[TASK DIRECTIONS]:
Please output the lines of the material, from the line containing "Objective: one point per instance of the circular" through the end, as a numbered list with no blank lines.

____ SOURCE MATERIAL

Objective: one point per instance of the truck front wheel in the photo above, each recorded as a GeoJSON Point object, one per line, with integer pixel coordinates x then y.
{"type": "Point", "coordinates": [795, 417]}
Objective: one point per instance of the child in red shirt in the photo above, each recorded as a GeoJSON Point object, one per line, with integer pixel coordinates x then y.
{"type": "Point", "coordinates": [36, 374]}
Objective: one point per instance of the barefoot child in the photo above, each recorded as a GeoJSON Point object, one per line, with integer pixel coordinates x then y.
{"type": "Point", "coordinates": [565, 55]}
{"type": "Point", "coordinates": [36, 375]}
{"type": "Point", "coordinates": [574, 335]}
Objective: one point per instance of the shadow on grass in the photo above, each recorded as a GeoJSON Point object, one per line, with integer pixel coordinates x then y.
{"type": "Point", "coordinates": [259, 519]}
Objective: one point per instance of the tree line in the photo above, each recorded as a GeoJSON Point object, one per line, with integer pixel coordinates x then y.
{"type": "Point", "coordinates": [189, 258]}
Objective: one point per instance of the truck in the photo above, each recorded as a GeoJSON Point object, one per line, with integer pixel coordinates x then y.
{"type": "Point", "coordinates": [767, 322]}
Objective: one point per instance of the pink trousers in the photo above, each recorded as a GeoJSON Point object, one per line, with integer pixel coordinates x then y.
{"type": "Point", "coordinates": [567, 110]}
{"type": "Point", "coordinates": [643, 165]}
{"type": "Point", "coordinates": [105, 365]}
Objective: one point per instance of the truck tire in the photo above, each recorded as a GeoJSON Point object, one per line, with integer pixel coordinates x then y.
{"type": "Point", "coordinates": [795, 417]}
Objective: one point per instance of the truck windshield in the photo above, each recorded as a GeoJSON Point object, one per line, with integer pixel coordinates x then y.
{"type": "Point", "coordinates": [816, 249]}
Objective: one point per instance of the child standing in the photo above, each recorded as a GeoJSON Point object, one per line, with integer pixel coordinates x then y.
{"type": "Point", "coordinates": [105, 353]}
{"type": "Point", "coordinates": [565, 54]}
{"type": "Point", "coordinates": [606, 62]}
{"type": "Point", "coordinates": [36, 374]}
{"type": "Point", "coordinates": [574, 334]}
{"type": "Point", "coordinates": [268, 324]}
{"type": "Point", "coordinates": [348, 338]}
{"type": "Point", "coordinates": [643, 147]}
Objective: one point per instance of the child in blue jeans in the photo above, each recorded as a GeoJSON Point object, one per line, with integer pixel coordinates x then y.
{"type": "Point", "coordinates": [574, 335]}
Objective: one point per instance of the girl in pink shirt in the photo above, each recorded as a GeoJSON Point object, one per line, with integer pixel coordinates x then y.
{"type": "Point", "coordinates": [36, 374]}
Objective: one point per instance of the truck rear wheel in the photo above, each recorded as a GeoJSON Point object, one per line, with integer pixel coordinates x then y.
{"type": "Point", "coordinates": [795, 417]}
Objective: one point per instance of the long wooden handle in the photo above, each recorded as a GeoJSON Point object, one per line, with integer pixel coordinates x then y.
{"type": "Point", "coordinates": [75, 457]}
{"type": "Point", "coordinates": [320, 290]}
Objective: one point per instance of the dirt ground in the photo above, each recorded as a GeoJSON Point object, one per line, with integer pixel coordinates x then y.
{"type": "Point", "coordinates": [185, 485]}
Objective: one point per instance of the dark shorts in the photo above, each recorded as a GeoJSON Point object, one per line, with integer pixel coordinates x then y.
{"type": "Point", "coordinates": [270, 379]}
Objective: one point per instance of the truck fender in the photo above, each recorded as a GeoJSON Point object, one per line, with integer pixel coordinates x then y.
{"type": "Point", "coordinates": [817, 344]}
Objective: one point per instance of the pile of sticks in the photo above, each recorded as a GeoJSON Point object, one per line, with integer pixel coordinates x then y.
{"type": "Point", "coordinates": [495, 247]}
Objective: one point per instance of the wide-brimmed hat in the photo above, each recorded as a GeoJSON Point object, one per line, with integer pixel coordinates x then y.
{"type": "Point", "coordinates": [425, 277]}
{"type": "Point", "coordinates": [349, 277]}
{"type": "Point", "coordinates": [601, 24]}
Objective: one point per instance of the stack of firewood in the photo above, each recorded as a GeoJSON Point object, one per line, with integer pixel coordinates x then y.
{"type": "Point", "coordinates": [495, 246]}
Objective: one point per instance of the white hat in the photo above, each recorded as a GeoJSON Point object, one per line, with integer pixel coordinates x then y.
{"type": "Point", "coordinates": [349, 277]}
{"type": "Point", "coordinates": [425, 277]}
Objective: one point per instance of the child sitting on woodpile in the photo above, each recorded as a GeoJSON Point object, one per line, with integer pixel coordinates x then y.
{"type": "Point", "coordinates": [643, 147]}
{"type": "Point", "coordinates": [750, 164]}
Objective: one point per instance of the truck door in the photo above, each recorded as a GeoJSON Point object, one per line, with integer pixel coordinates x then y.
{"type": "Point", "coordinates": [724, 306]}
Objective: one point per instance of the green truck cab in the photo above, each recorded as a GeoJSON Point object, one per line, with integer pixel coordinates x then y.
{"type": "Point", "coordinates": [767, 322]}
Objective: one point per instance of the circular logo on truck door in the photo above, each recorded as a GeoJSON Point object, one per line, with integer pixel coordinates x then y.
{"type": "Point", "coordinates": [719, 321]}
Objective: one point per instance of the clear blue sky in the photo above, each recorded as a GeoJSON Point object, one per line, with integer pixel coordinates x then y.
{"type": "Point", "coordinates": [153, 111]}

________

[COMPLETE ANSWER]:
1. Objective: one point per instance of the circular logo on truck door in the photo above, each recorded as a GeoJSON Point object, one per line, with integer pixel coordinates x then y.
2. {"type": "Point", "coordinates": [719, 321]}
3. Objective: one point per instance of the clear blue sky in the photo above, each recorded as a GeoJSON Point object, one per line, with integer pixel coordinates x then y.
4. {"type": "Point", "coordinates": [153, 111]}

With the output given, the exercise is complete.